> SET OF TASKS
a) Answer these questions about the XDP introduction:
(i) In which Linux version was XDP introduced?
(ii) What is the kernel ring buffer called that first receives an incoming packet from the NIC?
(iii) Which action lets an XDP program re-transmit a packet out the same NIC?
b) Carry on the XDP introduction from the point where it ends.

··· EXCERPTED TEXT

A gentle introduction to XDP

XDP, or eXpress Data Path, is a Linux networking feature that enables you to create high-performance packet-processing programs that run in the kernel. Introduced in Linux 4.8 and built on extended Berkeley Packet Filter (eBPF), XDP provides a mechanism to process network packets earlier and faster than is possible through the kernel’s native network stack.

In this post, we’ll discuss:

• Challenges with the traditional network stack
• Packet flow in the kernel with XDP
• The mechanics of XDP programs
• How to build a simple XDP program

Challenges with the traditional network stack

The Linux kernel’s network stack is designed to be flexible and support a wide range of networking protocols and features, but the cost of this versatility is high overhead. By default, packets go through a large number of steps before they can be passed to any application. When an incoming packet arrives at a network interface card (NIC), that packet is first transferred into a ring buffer in the kernel called the rx_ring. The packet is then copied to an instance of a data structure in the kernel network stack called an sk_buff, which stores the raw packet data and packet metadata. This data structure provides a rich set of packet-processing features, such as header parsing, checksumming, and fragmentation. Once in an sk_buff, the packet is directed to the appropriate packet handler, after which it is sent up the stack for further processing.

Note: The sk_buff data structure type, which is defined in the Linux kernel, is also known as a socket buffer or SKB. It is used to store information about the packet, such as its size, protocol, and other metadata. See here for the full specs about this struct.

Despite the rich set of features in the sk_buff, copying each packet to an instance of this data structure can be especially slow and costly. This process can affect the performance of traditional packet-processing solutions, such as Netfilter hooks. The high overhead built into the native network processing is particularly problematic for applications that require high performance, such as DDoS protection and firewall applications.

One way to improve the efficiency of packet processing, therefore, would be to process the packet before it gets copied to an sk_buff struct, as shown below:

Packet flow in the kernel with XDP

An XDP program is an eBPF-based program that typically runs as a hook point in the NIC driver. An XDP program can therefore handle a packet and decide its fate as early as it comes in—even before it is handed off to the network stack. (Note: XDP programs can also run in two other ways, which we will discuss later.)

More specifically, an XDP program normally operates on the rx_ring buffer before the packet gets copied to an sk_buff. This design allows for XDP packet handlers to run extremely early while also enjoying the speed and safety benefits available to eBPF programs.

The following diagram illustrates packet flow in the kernel with XDP. After a NIC at the top left receives a packet, the packet is picked up by the NIC driver. An XDP hook in the driver then allows an XDP program to process the packet immediately in the eBPF virtual machine. The XDP program can then perform processing on the packet itself. Next, it can allow selected packets to bypass the kernel’s network stack by redirecting the packet to another NIC (REDIRECT) or by re-transmitting it out the same NIC (TX). Alternatively, the XDP program can drop selected packets (DROP) or allow others to continue through to the network stack (PASS).

······
··· DATA RECORDS

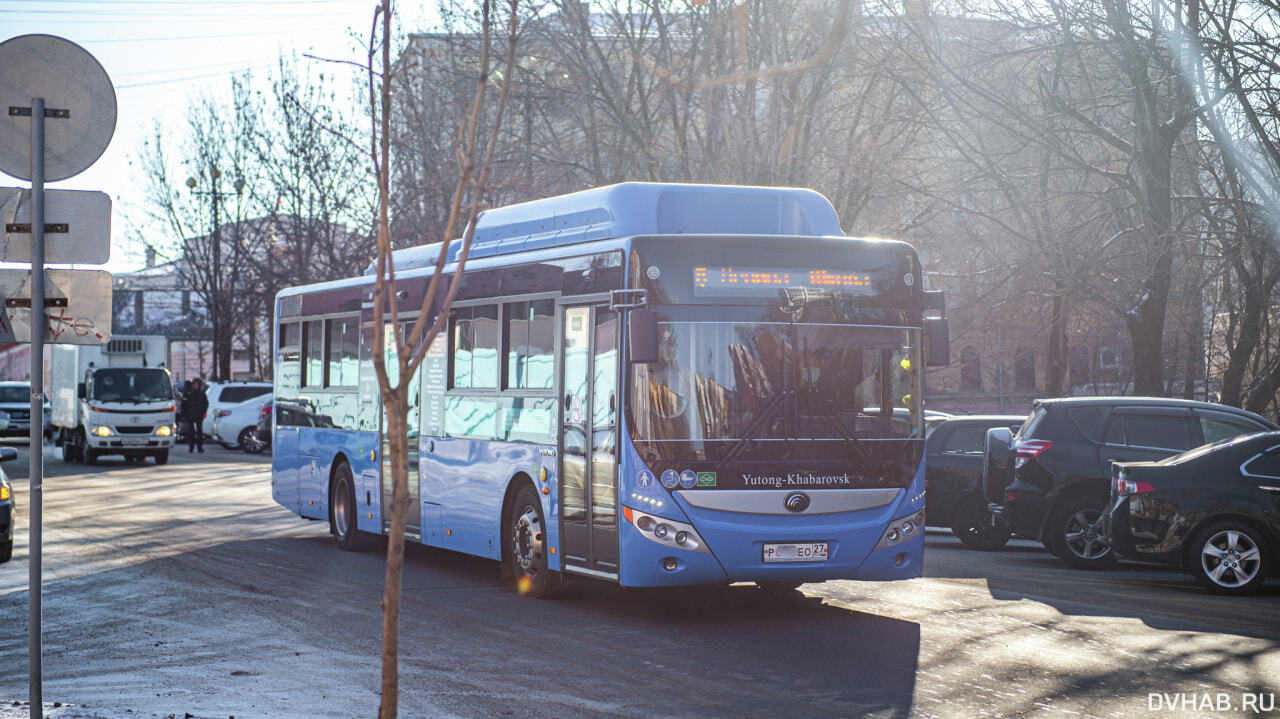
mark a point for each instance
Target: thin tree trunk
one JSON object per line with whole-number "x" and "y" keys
{"x": 397, "y": 438}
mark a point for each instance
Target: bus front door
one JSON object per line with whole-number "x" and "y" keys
{"x": 414, "y": 522}
{"x": 589, "y": 440}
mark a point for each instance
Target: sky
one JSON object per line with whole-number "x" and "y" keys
{"x": 160, "y": 53}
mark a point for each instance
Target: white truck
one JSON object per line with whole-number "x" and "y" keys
{"x": 113, "y": 399}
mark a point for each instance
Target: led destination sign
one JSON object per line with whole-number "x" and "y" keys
{"x": 768, "y": 280}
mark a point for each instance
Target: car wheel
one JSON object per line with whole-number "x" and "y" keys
{"x": 342, "y": 511}
{"x": 1074, "y": 534}
{"x": 1230, "y": 557}
{"x": 526, "y": 532}
{"x": 252, "y": 444}
{"x": 976, "y": 527}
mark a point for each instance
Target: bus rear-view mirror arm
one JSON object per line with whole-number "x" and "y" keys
{"x": 643, "y": 337}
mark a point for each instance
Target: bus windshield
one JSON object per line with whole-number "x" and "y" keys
{"x": 775, "y": 380}
{"x": 132, "y": 385}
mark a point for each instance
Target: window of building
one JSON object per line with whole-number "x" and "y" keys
{"x": 343, "y": 352}
{"x": 1024, "y": 367}
{"x": 475, "y": 347}
{"x": 970, "y": 369}
{"x": 530, "y": 343}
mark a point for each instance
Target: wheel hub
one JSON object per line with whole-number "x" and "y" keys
{"x": 526, "y": 539}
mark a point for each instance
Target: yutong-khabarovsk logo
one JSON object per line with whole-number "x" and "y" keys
{"x": 796, "y": 479}
{"x": 796, "y": 502}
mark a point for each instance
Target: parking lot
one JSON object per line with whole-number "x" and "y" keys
{"x": 183, "y": 589}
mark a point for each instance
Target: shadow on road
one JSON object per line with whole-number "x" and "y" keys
{"x": 1164, "y": 598}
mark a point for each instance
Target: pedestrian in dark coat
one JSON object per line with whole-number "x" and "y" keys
{"x": 195, "y": 406}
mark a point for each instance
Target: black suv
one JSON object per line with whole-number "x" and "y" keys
{"x": 952, "y": 479}
{"x": 1051, "y": 480}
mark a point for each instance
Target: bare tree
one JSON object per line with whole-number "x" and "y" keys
{"x": 408, "y": 348}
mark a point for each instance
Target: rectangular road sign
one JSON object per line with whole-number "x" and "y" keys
{"x": 77, "y": 302}
{"x": 77, "y": 225}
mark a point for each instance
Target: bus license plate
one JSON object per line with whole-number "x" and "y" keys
{"x": 795, "y": 552}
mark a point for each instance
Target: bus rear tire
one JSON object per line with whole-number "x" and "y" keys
{"x": 343, "y": 512}
{"x": 68, "y": 449}
{"x": 526, "y": 549}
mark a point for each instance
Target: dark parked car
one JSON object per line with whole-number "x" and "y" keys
{"x": 7, "y": 507}
{"x": 1214, "y": 511}
{"x": 952, "y": 476}
{"x": 1051, "y": 481}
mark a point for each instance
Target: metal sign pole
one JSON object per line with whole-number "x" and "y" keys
{"x": 39, "y": 321}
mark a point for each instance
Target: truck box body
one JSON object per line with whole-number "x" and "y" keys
{"x": 71, "y": 361}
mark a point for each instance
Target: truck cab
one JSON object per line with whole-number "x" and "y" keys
{"x": 118, "y": 399}
{"x": 126, "y": 411}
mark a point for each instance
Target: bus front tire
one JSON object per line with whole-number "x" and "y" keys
{"x": 526, "y": 552}
{"x": 342, "y": 511}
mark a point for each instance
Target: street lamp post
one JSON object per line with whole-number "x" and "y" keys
{"x": 215, "y": 291}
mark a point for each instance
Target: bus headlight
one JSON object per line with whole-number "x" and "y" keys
{"x": 901, "y": 530}
{"x": 663, "y": 531}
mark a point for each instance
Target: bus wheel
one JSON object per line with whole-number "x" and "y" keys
{"x": 528, "y": 550}
{"x": 342, "y": 509}
{"x": 68, "y": 448}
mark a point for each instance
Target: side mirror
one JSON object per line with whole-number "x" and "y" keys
{"x": 643, "y": 335}
{"x": 937, "y": 342}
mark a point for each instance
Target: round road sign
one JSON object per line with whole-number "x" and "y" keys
{"x": 80, "y": 105}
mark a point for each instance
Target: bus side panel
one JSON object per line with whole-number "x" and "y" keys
{"x": 472, "y": 477}
{"x": 286, "y": 465}
{"x": 318, "y": 447}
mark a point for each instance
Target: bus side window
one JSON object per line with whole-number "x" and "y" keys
{"x": 288, "y": 366}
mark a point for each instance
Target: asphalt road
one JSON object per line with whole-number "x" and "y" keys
{"x": 184, "y": 590}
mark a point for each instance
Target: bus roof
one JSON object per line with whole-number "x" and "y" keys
{"x": 638, "y": 209}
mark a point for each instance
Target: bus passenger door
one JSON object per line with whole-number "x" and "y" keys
{"x": 414, "y": 521}
{"x": 589, "y": 440}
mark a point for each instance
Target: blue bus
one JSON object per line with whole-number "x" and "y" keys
{"x": 649, "y": 384}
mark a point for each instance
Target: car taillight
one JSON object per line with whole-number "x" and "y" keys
{"x": 1029, "y": 449}
{"x": 1121, "y": 486}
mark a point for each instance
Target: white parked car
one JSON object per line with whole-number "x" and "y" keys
{"x": 233, "y": 422}
{"x": 224, "y": 395}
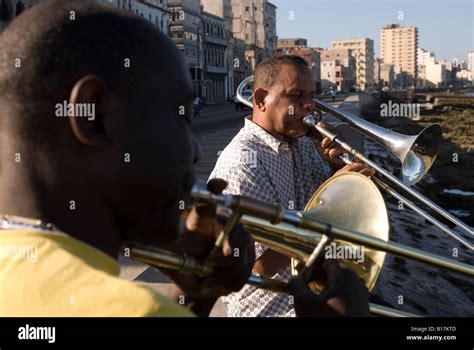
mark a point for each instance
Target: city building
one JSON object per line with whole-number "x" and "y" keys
{"x": 470, "y": 62}
{"x": 254, "y": 23}
{"x": 223, "y": 9}
{"x": 435, "y": 74}
{"x": 186, "y": 33}
{"x": 338, "y": 69}
{"x": 363, "y": 52}
{"x": 387, "y": 75}
{"x": 399, "y": 46}
{"x": 215, "y": 63}
{"x": 289, "y": 43}
{"x": 156, "y": 11}
{"x": 311, "y": 56}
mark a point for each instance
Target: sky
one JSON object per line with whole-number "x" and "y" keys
{"x": 445, "y": 27}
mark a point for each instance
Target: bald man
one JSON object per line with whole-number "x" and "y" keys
{"x": 95, "y": 152}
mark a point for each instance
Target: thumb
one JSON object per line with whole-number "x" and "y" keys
{"x": 215, "y": 186}
{"x": 300, "y": 290}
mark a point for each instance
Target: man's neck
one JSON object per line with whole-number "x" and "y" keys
{"x": 268, "y": 128}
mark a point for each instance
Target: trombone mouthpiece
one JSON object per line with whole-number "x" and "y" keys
{"x": 310, "y": 121}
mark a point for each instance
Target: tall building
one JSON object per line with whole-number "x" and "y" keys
{"x": 223, "y": 9}
{"x": 311, "y": 56}
{"x": 156, "y": 11}
{"x": 288, "y": 43}
{"x": 215, "y": 63}
{"x": 435, "y": 74}
{"x": 399, "y": 46}
{"x": 338, "y": 68}
{"x": 254, "y": 23}
{"x": 423, "y": 56}
{"x": 186, "y": 32}
{"x": 470, "y": 62}
{"x": 363, "y": 52}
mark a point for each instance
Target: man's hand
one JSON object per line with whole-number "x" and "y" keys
{"x": 358, "y": 168}
{"x": 331, "y": 150}
{"x": 233, "y": 262}
{"x": 344, "y": 295}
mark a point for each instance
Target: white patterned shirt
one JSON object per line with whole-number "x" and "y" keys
{"x": 257, "y": 165}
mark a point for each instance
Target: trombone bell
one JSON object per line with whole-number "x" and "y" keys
{"x": 339, "y": 201}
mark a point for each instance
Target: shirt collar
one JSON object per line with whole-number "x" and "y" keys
{"x": 267, "y": 138}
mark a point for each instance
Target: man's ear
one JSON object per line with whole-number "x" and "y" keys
{"x": 259, "y": 99}
{"x": 88, "y": 106}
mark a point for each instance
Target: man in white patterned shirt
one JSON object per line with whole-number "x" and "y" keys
{"x": 271, "y": 159}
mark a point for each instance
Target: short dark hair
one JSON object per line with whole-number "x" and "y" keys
{"x": 267, "y": 71}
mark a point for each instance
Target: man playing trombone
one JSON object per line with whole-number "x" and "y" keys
{"x": 270, "y": 159}
{"x": 74, "y": 189}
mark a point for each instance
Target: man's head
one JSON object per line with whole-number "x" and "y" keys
{"x": 283, "y": 92}
{"x": 132, "y": 158}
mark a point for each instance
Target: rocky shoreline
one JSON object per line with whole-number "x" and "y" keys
{"x": 450, "y": 183}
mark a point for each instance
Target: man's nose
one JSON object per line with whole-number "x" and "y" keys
{"x": 309, "y": 105}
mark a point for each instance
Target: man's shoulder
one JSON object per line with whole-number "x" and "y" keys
{"x": 239, "y": 149}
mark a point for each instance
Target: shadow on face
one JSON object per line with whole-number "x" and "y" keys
{"x": 290, "y": 100}
{"x": 149, "y": 149}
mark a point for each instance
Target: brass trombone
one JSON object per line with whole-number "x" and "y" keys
{"x": 334, "y": 211}
{"x": 417, "y": 154}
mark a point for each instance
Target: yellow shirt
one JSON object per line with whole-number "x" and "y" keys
{"x": 53, "y": 274}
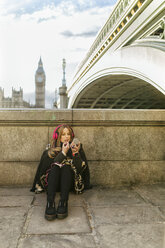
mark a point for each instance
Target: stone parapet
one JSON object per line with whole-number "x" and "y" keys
{"x": 123, "y": 147}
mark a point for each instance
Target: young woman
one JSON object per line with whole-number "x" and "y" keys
{"x": 63, "y": 167}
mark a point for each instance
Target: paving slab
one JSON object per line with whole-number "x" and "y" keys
{"x": 150, "y": 193}
{"x": 74, "y": 200}
{"x": 108, "y": 197}
{"x": 127, "y": 215}
{"x": 11, "y": 223}
{"x": 12, "y": 190}
{"x": 132, "y": 236}
{"x": 15, "y": 201}
{"x": 57, "y": 241}
{"x": 76, "y": 222}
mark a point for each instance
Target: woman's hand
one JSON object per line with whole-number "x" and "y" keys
{"x": 65, "y": 148}
{"x": 75, "y": 147}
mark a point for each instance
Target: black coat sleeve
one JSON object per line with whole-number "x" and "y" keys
{"x": 78, "y": 162}
{"x": 60, "y": 157}
{"x": 44, "y": 164}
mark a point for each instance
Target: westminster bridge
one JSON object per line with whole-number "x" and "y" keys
{"x": 124, "y": 68}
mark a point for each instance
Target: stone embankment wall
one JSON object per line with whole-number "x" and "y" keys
{"x": 123, "y": 147}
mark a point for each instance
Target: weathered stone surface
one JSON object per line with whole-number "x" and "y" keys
{"x": 22, "y": 143}
{"x": 37, "y": 115}
{"x": 76, "y": 222}
{"x": 58, "y": 241}
{"x": 11, "y": 222}
{"x": 128, "y": 236}
{"x": 17, "y": 173}
{"x": 110, "y": 197}
{"x": 126, "y": 215}
{"x": 123, "y": 143}
{"x": 126, "y": 172}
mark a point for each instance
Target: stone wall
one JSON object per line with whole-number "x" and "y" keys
{"x": 123, "y": 147}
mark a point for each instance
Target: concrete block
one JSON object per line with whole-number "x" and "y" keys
{"x": 122, "y": 142}
{"x": 151, "y": 195}
{"x": 22, "y": 143}
{"x": 126, "y": 172}
{"x": 17, "y": 173}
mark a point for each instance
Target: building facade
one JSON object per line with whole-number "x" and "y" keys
{"x": 40, "y": 79}
{"x": 16, "y": 101}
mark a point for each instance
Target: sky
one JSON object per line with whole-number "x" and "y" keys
{"x": 52, "y": 29}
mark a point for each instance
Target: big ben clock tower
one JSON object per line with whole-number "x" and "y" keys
{"x": 40, "y": 86}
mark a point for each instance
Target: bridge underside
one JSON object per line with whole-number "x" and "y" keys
{"x": 120, "y": 92}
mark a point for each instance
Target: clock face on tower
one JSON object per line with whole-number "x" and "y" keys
{"x": 39, "y": 79}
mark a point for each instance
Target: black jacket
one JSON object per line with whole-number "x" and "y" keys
{"x": 46, "y": 161}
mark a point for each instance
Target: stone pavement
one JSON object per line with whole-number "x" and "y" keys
{"x": 99, "y": 218}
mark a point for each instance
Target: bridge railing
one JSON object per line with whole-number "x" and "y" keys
{"x": 124, "y": 12}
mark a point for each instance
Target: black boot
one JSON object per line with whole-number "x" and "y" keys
{"x": 50, "y": 212}
{"x": 62, "y": 210}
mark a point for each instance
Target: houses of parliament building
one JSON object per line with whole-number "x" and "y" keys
{"x": 16, "y": 101}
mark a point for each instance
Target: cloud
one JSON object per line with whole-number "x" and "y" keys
{"x": 54, "y": 30}
{"x": 70, "y": 34}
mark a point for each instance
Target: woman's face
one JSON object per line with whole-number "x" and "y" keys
{"x": 65, "y": 136}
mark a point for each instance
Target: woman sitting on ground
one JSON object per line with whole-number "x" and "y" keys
{"x": 63, "y": 167}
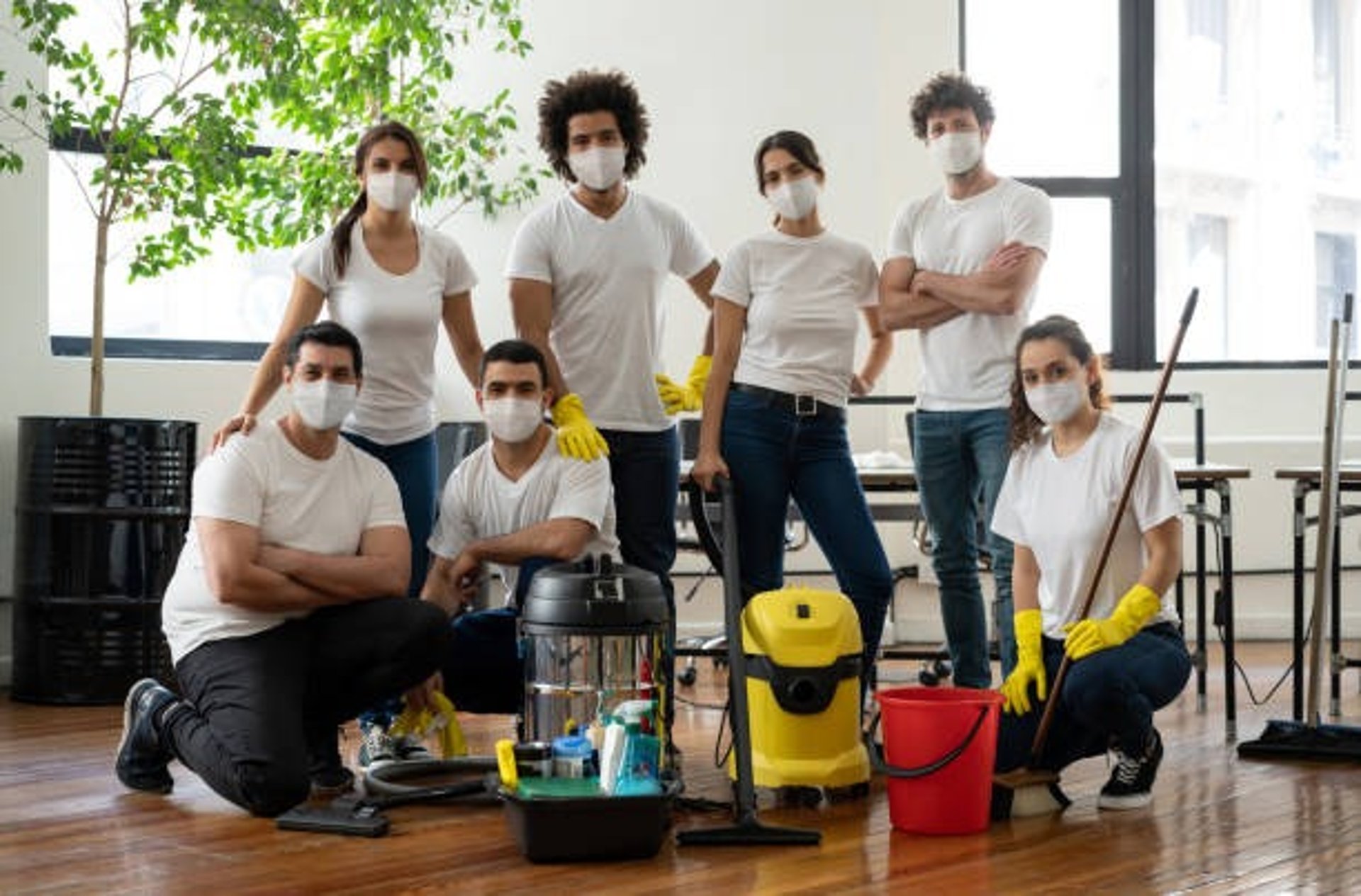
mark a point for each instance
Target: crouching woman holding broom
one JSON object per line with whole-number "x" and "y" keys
{"x": 1127, "y": 658}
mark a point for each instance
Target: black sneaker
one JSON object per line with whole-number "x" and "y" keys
{"x": 1131, "y": 780}
{"x": 142, "y": 755}
{"x": 331, "y": 780}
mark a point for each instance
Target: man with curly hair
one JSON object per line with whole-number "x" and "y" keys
{"x": 961, "y": 270}
{"x": 587, "y": 274}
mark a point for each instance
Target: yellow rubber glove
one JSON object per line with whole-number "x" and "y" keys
{"x": 677, "y": 398}
{"x": 1016, "y": 689}
{"x": 422, "y": 724}
{"x": 578, "y": 436}
{"x": 1138, "y": 605}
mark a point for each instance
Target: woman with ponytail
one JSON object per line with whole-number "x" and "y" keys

······

> SOLVED TASKS
a)
(i) Linux 4.8
(ii) rx_ring
(iii) TX

b)
The mechanics of XDP programs

XDP programs all generally run according to a similar pattern and share common features. For example, they all can perform a limited set of predefined actions and run in various predefined execution modes. However, before we can delve into these details, it’s important to understand some basic conditions that are in place even before an XDP program runs:

• An XDP program is attached to a specific NIC in a machine and can process incoming packets from that NIC only. (If there are two or more NICs, the program will see the packets coming only from the specific NIC it is attached to.)
• An XDP program is visible only to incoming packets.
• The Linux kernel defines a struct called xdp_md that contains information about an incoming packet, such as its location in memory and its size. The xdp_md struct is lightweight and optimized for fast packet-processing. It is also the struct that a coder uses to process and manipulate the packet in an XDP program.

With those preliminaries covered, we can now look at how XDP programs flow, the actions they can take via return codes, and the different modes in which they operate.

The flow of an XDP program

After an XDP program is triggered, it generally runs according to the following three-step pattern:

1. Receive the raw packet as input (given by the xdp_md struct).
2. Do some processing on the packet. For example, the program might derive some insights based on its metadata or modify the packet in some way.
3. Determine the action to perform on the packet (for example, pass it, drop it, or retransmit it).

XDP return codes (XDP actions)

XDP programs use return codes to determine the action the Linux kernel should perform on a network packet. The following return codes and actions are available for an XDP program:

• XDP_PASS: Indicates that a packet should be passed up the traditional Linux network stack for further processing.
• XDP_DROP: Indicates that the packet should be dropped and not processed any further.
• XDP_TX: Indicates that the packet should be transmitted out of the same NIC through which it was received, bypassing the traditional network stack. This could be used, for example, with a load balancer that redirects packets to the same interface with a different address.
• XDP_REDIRECT: Indicates that the packet should be redirected to another NIC for processing.
• XDP_ABORTED: Unlike the previous examples, this return code should not be manually included within a functional program. Instead, an XDP program returns this code automatically when it encounters an error during execution. This action results in the packet being dropped.

The following XDP program provides a simple example of how return codes can be used. Ignoring the eBPF-related requirements (the #include directives and SEC macro), we can see that this program merely defines a function xdp_drop_all that is called for every packet that the function takes as input (which is every packet that passes through the XDP hook). The function returns a code called XDP_DROP but performs no other processing on the packet itself. In other words, the program tells the kernel to drop the current packet and not process it further. Every packet that arrives on the NIC will therefore be dropped when this XDP program is running.

#include <linux/bpf.h>
#include <bpf/bpf_helpers.h>


SEC("xdp")
int xdp_drop_all(struct xdp_md *ctx)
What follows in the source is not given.